Work item:
Pick up the article on China's ties with Burma's military government after its final sentence and keep writing.

Page text Start Marker

In a new report covering Sino-Burmese relations, the Brussels-based NGO said that Beijing’s influence on the Burmese junta is clearly limited, a fact highlighted by the Burmese government forces’ invasion of the Kokang region, an act that caused some 37,000 refugees to flee to China.


Chinese Vice President Xi Jinping, left, holds a welcoming ceremony in honor of Gen Maung Aye, right, vice-chairman of Burma’s ruling junta at the Great Hall of the People in Beijing on June 16, 2009. (Photo: www.english.cpc.people.com.cn)
Titled “China’s Myanmar Dilemma,” the ICG report was written by ICG staffers in Beijing, Jakarta and Brussels.



“Simply calling on Beijing to apply more pressure is unlikely to result in change,” the ICG report said. “The insular and nationalistic leaders in the military government do not take orders from anyone, including Beijing.”

It said that “after two decades of failed international approaches to Myanmar [Burma], Western countries and China must find better ways to work together to push for change in the military-ruled nation.”

The Kokang conflict highlighted the complexity of China’s relationship with Burma, and that Beijing was unable to dissuade the Burmese generals from launching their bloody campaign, said the report.

It also noted that the relation between Beijing and Naypyidaw is “best characterized as a marriage of convenience rather than a love match.”

ICG, which is frequently contracted to advise world bodies such as the UN, the EU and the World Bank, said that while China sees major problems with the status quo [in Burma], particularly with regard to economic policy and ethnic issues, Beijing’s preferred solution is a gradual adjustment of policy by a strong central government, not federalism or liberal democracy, and certainly not regime change.

Page text End Marker
Provided information Start Marker

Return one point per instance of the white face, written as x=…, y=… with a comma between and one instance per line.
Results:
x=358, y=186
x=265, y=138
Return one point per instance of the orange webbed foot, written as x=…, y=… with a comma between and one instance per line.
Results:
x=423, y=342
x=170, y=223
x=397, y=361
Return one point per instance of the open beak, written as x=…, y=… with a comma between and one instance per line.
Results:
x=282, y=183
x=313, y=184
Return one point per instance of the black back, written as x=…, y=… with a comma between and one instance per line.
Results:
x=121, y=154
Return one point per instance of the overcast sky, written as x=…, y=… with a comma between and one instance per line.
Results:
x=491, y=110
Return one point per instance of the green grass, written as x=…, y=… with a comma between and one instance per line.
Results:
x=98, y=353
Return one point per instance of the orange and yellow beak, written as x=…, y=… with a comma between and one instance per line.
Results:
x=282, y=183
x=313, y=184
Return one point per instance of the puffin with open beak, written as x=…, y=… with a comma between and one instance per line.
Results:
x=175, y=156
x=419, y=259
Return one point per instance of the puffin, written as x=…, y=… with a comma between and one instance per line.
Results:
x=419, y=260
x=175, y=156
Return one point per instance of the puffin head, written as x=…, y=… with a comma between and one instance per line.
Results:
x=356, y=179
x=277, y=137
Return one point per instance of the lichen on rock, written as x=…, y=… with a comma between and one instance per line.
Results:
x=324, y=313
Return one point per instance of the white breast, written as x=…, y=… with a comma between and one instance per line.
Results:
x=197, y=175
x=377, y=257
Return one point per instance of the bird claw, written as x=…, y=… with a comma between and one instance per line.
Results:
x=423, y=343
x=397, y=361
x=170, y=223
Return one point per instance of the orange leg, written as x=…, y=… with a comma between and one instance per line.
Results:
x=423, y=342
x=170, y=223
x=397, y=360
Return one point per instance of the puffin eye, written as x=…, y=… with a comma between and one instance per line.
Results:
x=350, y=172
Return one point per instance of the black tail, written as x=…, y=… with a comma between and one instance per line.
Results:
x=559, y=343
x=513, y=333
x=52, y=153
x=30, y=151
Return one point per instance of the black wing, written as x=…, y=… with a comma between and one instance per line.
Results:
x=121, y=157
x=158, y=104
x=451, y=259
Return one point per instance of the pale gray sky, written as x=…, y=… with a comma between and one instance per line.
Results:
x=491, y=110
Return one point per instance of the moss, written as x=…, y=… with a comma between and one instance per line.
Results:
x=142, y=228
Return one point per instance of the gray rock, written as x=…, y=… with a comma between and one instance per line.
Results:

Provided information End Marker

Answer section:
The ICG noted in its report that unstable Burmese factors on the Chinese border, such insurgency, drugs and diseases, affect China’s interests in the country.

It said that Beijing’s interest in Burma was mainly economic.

However, to highlight the close ties, the report said that from 2003 to June 2009, leaders of the Chinese government and the Burmese junta met 30 times, 15 of which were after the Burmese regime’s brutal crackdown on peaceful demonstrators in September 2007.

ICG has published two reports regarding Burma within the last two months. A report titled, “Myanmar: Towards the Elections” was released on August 20. It said the 2010 elections are likely to create opportunities for generational and institutional changes despite major shortcomings.

However, it questioned whether the elections could solve the conflict in Burma, including the clashes at the Sino-Burmese border.